- Work to be completed
Say only the number of lines in the entries below that contain "white".

- Dataset excerpts
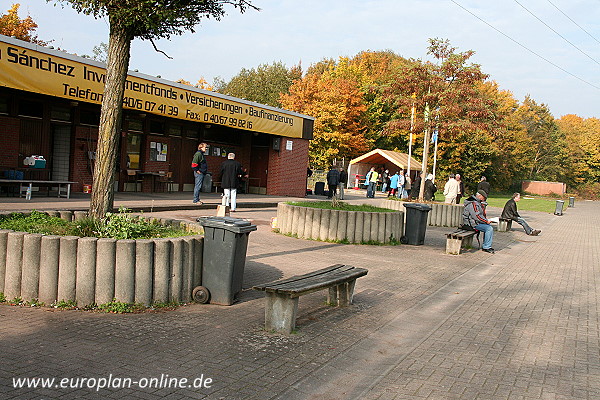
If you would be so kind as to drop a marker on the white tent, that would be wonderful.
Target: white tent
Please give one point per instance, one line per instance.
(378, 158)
==
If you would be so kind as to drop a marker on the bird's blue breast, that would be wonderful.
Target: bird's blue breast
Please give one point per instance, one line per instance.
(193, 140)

- Answer to this task
2